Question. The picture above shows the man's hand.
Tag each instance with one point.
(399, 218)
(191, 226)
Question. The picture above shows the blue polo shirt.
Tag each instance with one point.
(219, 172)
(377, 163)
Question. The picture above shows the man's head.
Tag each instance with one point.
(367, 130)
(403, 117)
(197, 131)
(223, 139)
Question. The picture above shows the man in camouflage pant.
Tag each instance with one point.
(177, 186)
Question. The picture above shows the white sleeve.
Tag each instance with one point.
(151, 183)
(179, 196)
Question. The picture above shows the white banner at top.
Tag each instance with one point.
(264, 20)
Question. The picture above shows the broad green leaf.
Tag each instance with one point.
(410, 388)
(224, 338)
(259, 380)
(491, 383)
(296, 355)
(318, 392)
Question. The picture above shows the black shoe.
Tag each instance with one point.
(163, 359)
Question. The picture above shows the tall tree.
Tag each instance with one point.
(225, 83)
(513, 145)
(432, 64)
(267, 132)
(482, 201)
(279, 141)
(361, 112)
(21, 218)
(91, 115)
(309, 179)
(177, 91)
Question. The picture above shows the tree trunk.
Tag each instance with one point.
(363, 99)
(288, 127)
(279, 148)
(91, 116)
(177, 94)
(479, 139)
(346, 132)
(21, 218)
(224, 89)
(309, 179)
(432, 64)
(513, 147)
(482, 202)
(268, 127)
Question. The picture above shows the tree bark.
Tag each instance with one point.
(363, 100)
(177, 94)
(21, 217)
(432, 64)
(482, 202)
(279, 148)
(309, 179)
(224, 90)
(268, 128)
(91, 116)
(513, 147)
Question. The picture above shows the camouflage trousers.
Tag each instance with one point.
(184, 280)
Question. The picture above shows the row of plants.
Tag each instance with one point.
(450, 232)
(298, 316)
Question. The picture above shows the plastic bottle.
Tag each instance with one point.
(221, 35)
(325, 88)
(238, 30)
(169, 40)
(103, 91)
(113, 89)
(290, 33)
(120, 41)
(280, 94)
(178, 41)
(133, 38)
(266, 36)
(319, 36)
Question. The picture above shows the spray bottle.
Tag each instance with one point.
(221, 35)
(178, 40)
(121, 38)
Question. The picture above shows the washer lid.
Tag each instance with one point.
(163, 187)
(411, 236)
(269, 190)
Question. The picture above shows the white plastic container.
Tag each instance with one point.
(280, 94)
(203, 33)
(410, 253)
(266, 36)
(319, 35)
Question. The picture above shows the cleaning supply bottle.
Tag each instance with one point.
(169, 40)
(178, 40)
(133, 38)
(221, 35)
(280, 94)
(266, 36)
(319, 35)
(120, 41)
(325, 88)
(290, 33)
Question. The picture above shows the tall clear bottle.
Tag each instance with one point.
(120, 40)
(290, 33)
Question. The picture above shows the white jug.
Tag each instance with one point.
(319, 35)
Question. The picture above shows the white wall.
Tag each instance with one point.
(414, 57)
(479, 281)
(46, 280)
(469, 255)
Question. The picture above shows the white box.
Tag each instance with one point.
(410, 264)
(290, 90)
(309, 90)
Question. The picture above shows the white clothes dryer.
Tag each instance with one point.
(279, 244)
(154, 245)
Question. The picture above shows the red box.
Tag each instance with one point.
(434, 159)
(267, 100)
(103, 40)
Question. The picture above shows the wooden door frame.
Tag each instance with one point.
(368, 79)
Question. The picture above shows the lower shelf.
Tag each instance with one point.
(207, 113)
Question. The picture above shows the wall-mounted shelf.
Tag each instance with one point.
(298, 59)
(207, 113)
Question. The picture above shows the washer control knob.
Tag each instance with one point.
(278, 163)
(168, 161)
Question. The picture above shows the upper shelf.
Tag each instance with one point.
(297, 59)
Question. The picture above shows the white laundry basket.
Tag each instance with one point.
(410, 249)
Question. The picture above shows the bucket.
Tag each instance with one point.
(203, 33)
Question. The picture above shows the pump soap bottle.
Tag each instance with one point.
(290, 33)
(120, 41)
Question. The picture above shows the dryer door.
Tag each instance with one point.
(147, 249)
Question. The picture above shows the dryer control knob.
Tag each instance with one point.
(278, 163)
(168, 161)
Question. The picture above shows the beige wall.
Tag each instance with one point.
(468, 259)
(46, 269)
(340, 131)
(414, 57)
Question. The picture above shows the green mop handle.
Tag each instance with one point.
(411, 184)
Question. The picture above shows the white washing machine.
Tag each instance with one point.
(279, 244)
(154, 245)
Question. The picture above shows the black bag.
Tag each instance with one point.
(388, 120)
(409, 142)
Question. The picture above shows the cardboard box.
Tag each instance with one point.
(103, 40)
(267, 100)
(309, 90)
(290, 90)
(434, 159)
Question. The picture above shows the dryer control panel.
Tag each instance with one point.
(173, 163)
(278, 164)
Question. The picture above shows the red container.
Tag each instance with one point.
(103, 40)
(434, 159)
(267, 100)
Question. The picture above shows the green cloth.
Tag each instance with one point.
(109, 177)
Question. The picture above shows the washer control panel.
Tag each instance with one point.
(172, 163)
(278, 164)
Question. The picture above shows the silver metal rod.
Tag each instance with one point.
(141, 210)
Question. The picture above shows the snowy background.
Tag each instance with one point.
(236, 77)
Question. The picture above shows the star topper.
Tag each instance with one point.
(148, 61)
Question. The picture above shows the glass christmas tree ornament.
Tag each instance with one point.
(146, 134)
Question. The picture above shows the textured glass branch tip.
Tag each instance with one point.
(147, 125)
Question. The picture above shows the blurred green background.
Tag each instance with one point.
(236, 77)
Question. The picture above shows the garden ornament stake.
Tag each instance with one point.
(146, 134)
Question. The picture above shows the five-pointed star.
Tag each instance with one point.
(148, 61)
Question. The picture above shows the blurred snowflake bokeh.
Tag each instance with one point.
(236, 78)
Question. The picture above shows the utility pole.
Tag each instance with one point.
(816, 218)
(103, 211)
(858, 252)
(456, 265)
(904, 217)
________________________
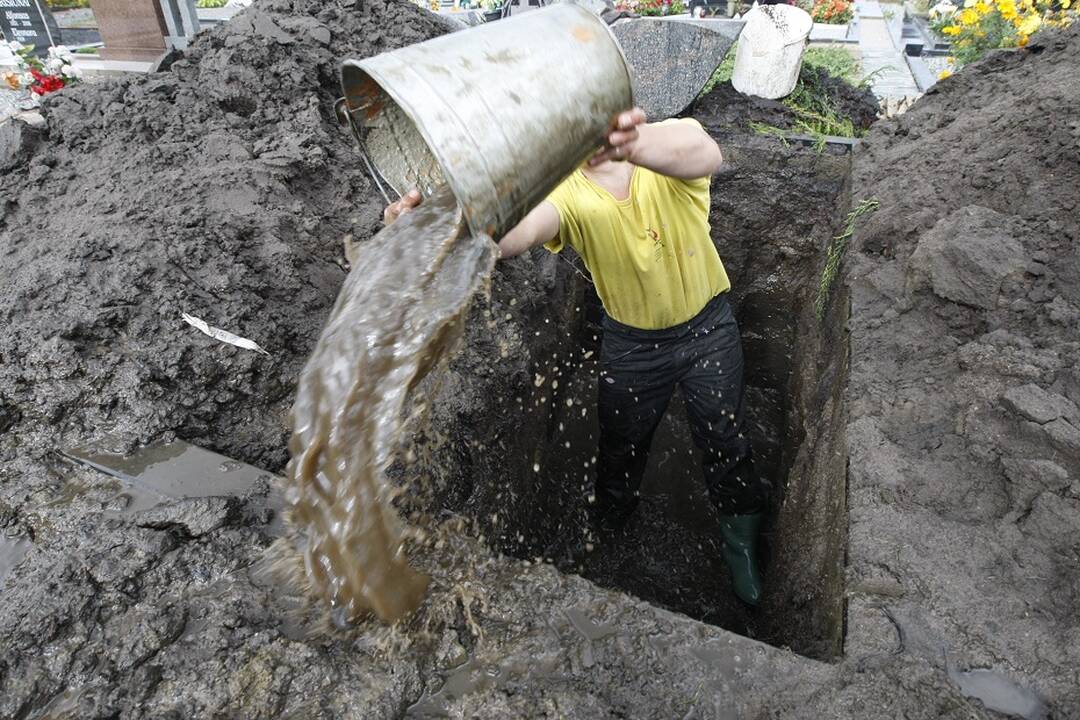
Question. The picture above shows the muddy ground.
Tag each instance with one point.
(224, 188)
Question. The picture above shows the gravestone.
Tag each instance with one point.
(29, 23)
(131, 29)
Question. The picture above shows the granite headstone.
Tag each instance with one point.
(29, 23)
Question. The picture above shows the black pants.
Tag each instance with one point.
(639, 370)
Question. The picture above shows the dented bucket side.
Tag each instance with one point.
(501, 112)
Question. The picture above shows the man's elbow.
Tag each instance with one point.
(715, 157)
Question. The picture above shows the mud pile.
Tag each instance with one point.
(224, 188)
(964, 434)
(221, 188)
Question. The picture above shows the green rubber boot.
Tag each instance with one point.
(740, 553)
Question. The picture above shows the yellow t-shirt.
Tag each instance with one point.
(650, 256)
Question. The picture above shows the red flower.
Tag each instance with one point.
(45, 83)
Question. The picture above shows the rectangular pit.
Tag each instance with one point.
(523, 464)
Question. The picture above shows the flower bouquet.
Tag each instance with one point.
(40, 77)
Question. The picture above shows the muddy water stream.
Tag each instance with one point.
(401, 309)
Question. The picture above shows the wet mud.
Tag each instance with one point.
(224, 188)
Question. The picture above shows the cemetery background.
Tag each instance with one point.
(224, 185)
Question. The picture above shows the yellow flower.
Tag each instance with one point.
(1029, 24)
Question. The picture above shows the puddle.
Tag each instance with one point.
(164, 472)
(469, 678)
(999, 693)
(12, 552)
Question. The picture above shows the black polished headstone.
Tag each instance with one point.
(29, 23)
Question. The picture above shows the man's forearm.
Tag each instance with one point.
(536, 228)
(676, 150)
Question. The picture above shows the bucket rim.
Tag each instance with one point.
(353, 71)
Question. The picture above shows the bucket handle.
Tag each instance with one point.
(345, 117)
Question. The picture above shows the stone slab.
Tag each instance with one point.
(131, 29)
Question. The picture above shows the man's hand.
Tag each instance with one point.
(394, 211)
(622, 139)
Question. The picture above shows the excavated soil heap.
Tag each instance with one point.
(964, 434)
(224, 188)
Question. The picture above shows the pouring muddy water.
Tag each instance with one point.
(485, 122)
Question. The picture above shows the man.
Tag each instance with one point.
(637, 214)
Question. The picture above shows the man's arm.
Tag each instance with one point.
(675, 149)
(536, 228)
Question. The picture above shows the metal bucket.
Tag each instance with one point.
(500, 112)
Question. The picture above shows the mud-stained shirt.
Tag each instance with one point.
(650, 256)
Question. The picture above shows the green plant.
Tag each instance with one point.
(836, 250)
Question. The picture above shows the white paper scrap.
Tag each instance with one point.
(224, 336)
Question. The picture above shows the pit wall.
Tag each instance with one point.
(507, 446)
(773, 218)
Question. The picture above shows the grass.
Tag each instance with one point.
________________________
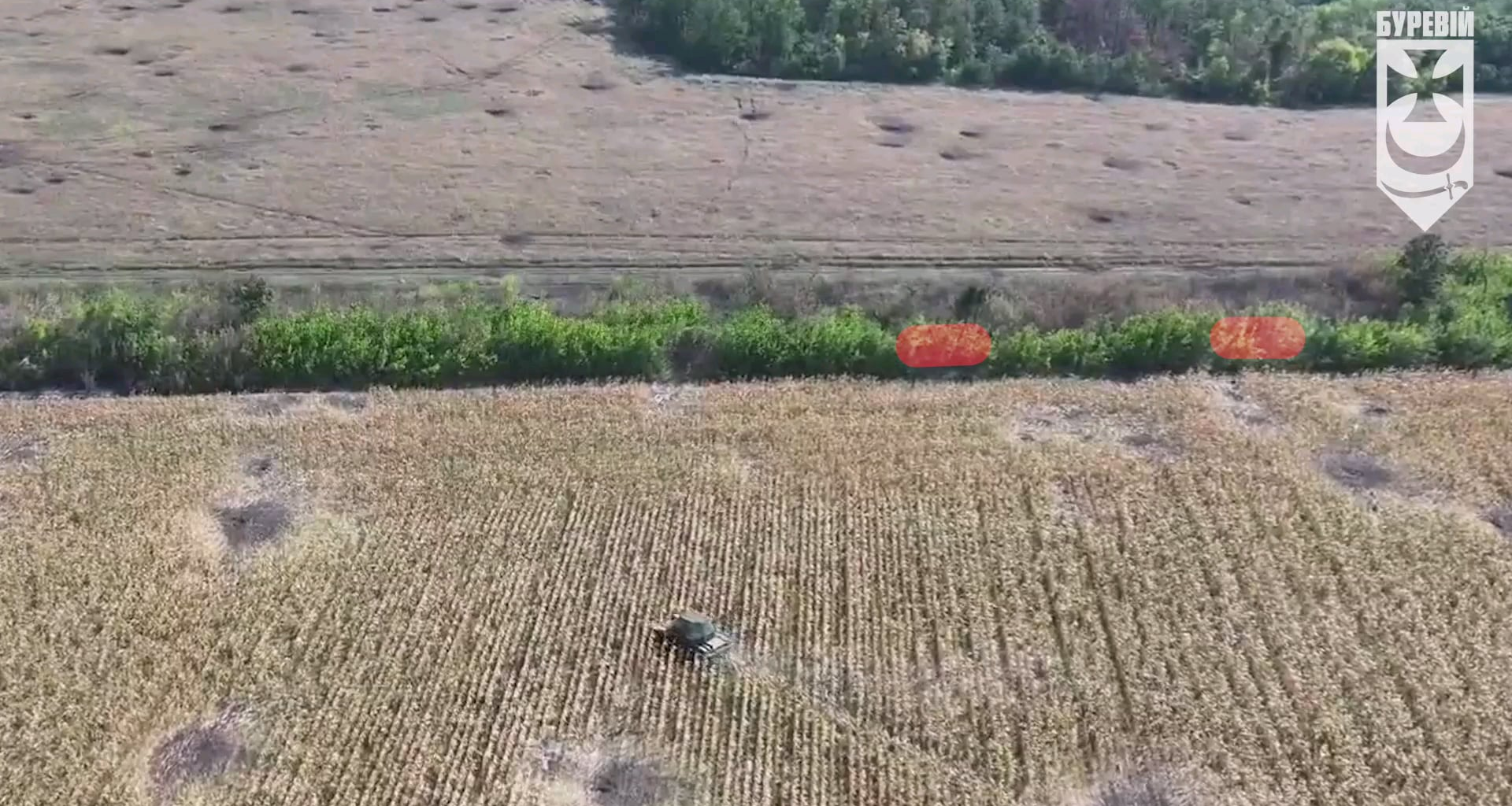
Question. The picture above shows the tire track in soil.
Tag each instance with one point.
________________________
**Aim of the task:**
Search the listing above for the string "black" and copy each line that has it.

**Solution to the exercise:**
Question. The picture above shows the black shoe.
Question. The picture above shows the black bag.
Question. The picture above shows the black pants.
Question. The picture above shows the black polished headstone.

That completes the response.